:: Required work ::
Present the data as a numbered list, beginning at its first line and ending after the line that contains "(1028, 118)". Leave out blank lines.

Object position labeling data
-=-=-

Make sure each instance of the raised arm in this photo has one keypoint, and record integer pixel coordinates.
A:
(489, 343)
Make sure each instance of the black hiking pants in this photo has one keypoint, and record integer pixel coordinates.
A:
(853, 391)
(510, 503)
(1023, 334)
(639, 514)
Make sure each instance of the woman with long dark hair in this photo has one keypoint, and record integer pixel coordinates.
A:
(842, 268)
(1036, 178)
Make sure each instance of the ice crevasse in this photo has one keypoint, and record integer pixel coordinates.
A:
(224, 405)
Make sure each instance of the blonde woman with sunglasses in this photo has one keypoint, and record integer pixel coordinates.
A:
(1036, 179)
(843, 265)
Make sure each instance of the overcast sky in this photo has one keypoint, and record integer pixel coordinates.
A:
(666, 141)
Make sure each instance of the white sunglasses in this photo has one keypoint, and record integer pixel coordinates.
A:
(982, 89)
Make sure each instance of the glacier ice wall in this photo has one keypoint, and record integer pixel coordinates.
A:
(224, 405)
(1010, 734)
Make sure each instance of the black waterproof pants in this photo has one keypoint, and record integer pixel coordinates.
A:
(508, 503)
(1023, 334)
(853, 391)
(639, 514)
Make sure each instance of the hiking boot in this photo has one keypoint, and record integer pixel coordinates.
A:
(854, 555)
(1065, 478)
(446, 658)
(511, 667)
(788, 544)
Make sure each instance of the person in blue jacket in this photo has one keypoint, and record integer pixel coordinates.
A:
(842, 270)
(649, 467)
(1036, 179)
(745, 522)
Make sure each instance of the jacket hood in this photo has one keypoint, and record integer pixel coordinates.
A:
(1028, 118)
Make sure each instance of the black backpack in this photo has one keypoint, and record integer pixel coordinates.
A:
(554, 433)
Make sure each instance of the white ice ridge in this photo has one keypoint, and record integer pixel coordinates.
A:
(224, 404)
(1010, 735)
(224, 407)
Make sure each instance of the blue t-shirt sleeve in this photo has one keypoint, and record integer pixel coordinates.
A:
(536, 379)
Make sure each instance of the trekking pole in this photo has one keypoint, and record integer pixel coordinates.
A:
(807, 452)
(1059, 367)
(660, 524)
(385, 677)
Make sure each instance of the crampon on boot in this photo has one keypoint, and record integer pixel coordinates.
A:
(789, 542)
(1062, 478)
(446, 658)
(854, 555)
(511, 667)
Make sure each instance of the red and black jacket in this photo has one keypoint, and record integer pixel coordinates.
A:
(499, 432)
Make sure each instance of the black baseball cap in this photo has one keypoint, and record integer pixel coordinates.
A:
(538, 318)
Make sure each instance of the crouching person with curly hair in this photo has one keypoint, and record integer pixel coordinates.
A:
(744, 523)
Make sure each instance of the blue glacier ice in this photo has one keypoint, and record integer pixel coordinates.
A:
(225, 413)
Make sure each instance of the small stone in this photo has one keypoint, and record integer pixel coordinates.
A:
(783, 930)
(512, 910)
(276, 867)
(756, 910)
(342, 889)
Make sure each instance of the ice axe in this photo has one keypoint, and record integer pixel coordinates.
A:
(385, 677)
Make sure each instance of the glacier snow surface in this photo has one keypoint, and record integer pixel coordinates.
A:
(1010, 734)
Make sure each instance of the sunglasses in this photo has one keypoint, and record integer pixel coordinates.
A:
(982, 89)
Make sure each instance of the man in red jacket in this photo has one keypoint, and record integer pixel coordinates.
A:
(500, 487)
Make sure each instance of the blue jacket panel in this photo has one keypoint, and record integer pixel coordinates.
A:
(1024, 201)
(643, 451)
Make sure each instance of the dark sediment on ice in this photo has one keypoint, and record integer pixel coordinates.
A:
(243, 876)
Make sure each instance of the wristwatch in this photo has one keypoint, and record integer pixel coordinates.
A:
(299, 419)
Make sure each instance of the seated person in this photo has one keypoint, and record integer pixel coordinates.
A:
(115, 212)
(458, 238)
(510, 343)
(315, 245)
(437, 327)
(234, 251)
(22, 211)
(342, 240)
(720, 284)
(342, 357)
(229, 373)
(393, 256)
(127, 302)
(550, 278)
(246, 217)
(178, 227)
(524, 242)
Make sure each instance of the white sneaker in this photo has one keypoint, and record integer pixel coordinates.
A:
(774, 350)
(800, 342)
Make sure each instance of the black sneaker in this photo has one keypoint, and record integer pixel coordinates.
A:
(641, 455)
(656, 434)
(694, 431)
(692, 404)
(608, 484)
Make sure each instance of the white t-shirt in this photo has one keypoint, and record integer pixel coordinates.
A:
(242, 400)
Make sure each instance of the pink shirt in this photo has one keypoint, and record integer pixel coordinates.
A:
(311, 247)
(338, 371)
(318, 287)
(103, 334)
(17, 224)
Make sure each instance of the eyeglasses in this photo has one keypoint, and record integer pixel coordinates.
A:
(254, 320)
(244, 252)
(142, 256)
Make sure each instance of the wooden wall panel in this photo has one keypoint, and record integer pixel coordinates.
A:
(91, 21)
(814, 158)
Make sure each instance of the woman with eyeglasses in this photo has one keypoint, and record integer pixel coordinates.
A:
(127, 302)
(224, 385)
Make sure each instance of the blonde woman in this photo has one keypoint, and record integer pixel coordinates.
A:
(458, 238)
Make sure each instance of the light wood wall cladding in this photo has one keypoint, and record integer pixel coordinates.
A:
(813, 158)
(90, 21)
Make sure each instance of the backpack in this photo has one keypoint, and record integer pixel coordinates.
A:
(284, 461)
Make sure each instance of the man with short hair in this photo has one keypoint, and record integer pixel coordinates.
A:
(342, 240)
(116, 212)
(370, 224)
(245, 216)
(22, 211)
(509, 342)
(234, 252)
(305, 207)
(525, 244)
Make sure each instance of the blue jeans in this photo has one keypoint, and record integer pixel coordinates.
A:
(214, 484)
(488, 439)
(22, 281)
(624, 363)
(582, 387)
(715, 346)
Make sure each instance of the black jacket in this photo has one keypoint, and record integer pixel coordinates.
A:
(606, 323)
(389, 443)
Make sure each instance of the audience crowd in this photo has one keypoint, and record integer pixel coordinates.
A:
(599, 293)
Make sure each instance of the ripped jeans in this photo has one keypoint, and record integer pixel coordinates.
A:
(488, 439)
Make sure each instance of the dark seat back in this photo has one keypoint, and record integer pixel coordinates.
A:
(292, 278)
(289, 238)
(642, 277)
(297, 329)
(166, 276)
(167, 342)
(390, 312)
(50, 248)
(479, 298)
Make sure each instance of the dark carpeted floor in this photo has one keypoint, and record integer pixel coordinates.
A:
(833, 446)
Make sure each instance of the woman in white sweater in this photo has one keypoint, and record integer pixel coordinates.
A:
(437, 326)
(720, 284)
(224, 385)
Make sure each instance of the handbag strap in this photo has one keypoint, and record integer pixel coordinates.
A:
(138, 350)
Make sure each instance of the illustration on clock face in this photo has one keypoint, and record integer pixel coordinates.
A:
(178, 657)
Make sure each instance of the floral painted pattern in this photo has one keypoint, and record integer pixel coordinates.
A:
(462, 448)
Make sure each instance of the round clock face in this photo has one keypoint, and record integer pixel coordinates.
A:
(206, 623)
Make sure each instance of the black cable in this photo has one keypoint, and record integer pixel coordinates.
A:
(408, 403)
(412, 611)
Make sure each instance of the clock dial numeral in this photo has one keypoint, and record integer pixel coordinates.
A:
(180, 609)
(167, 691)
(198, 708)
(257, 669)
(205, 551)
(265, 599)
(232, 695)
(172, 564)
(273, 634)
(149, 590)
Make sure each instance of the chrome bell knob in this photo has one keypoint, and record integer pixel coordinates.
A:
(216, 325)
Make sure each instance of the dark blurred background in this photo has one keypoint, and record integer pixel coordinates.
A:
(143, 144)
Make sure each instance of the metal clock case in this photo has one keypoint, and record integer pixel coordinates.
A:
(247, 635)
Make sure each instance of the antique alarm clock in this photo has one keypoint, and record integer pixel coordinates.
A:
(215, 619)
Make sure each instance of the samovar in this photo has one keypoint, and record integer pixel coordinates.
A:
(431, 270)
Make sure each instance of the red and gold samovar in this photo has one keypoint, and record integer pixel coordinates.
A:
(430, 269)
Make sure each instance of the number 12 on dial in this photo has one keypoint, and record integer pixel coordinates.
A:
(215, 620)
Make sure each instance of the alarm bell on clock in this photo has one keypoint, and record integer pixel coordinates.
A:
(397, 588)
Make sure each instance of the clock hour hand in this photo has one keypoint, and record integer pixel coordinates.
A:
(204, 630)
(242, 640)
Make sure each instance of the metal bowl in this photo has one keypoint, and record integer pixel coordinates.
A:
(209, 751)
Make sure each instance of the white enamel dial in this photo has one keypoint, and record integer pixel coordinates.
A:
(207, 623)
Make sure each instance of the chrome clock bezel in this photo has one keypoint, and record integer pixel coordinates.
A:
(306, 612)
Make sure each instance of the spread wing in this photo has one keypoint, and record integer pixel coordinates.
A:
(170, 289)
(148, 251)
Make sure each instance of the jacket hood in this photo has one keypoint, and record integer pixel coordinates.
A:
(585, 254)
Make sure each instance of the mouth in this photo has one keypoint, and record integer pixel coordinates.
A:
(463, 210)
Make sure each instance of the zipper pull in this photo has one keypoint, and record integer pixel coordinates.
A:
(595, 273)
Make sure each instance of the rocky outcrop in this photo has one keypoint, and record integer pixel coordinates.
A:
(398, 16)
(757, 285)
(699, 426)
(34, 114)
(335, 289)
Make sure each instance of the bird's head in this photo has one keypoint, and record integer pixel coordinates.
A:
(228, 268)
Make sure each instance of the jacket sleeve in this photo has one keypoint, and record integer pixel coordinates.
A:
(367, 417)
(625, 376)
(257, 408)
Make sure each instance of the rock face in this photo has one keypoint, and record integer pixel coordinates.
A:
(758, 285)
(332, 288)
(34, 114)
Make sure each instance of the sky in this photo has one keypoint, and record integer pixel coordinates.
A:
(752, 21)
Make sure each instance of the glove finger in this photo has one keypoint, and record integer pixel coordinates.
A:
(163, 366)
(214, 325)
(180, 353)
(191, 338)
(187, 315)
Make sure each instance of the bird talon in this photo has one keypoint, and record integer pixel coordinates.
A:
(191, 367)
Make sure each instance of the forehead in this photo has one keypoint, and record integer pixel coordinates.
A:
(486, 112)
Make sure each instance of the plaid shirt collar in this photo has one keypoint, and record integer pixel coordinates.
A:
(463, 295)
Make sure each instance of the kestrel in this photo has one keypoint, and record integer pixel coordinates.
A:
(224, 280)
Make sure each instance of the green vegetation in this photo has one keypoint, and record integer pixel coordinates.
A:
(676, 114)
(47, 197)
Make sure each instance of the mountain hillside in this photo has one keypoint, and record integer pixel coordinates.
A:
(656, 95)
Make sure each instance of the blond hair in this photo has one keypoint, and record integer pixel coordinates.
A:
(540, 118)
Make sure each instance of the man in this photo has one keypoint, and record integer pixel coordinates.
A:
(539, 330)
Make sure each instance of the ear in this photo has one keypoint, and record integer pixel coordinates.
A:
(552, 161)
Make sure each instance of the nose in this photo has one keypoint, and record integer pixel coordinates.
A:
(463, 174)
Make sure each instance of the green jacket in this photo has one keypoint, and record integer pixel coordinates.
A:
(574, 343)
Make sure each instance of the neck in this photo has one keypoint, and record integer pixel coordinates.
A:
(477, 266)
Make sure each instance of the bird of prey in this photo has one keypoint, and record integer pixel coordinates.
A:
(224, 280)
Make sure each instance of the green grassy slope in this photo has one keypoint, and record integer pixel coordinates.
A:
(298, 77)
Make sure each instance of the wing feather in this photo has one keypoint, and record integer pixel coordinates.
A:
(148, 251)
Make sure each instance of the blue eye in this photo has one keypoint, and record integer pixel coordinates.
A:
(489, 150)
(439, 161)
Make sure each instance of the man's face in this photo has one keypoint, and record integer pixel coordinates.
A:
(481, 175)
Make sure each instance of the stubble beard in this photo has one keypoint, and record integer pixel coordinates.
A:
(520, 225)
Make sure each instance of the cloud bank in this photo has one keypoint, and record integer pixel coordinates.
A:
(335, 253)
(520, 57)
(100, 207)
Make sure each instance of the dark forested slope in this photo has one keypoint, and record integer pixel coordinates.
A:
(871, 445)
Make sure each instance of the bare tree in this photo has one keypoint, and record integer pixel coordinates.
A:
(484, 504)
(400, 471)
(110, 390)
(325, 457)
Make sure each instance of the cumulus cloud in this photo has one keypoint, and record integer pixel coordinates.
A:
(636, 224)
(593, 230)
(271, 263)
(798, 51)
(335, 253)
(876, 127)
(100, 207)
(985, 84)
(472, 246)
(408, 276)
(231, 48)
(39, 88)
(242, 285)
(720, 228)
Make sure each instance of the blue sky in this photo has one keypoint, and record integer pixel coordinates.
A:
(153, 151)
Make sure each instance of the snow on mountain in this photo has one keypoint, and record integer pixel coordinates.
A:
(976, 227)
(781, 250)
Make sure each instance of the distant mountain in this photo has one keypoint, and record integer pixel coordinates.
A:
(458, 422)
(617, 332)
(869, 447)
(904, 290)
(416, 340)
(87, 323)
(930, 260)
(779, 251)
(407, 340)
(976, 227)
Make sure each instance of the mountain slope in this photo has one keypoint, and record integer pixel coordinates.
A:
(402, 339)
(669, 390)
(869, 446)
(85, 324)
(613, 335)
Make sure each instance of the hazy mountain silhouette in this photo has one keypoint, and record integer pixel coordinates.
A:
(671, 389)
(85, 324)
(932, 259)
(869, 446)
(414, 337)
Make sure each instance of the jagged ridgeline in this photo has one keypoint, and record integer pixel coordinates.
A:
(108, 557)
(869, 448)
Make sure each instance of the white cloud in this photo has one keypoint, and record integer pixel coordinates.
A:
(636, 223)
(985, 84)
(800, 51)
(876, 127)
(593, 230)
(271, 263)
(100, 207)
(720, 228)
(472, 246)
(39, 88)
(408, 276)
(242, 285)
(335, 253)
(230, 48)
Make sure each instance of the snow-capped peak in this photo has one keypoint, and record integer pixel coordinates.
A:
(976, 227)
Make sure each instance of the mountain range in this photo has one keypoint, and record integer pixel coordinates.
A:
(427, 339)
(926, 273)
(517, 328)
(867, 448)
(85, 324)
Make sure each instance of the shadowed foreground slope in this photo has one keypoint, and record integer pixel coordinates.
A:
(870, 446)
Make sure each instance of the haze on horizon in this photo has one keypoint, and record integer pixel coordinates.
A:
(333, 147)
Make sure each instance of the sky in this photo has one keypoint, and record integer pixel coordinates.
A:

-=-=-

:: Reply ::
1. Make sure each instance of the raised arm in this photo has one keypoint, and record integer pixel coordinates.
2. A:
3. (489, 343)
4. Make sure each instance of the black hiking pants in this photo has one keypoint, and record integer pixel coordinates.
5. A:
6. (853, 391)
7. (510, 503)
8. (1023, 334)
9. (639, 514)
10. Make sure each instance of the woman with long dark hair in this photo has one keypoint, and record integer pixel coordinates.
11. A:
12. (842, 268)
13. (1036, 178)
14. Make sure each instance of the ice crevasse in this photo has one keypoint, and record integer pixel coordinates.
15. A:
16. (224, 405)
17. Make sure each instance of the blonde woman with sunglasses in this photo has one keypoint, and record integer pixel coordinates.
18. A:
19. (1036, 179)
20. (843, 265)
21. Make sure each instance of the overcast sky in this photo has one keypoint, and record integer pixel coordinates.
22. A:
23. (666, 141)
24. Make sure each instance of the white sunglasses in this photo has one keypoint, and record integer pixel coordinates.
25. A:
26. (982, 89)
27. Make sure each instance of the glacier ice wall in this photo has one keypoint, and record integer pixel coordinates.
28. A:
29. (224, 405)
30. (1010, 734)
31. Make sure each instance of the black waterproof pants in this photo has one keypoint, and record integer pixel coordinates.
32. A:
33. (508, 503)
34. (1023, 334)
35. (853, 391)
36. (639, 514)
37. Make sure each instance of the hiking boot in this photo has one keypoint, and record integer pixel coordinates.
38. A:
39. (854, 555)
40. (1065, 478)
41. (446, 658)
42. (511, 667)
43. (788, 544)
44. Make sure each instance of the person in blue jacket in this photo has one keypoint, and record integer pixel coordinates.
45. A:
46. (842, 270)
47. (649, 467)
48. (1036, 179)
49. (745, 522)
50. Make sure each instance of the jacket hood in this photo has one keypoint, and record integer pixel coordinates.
51. A:
52. (1028, 118)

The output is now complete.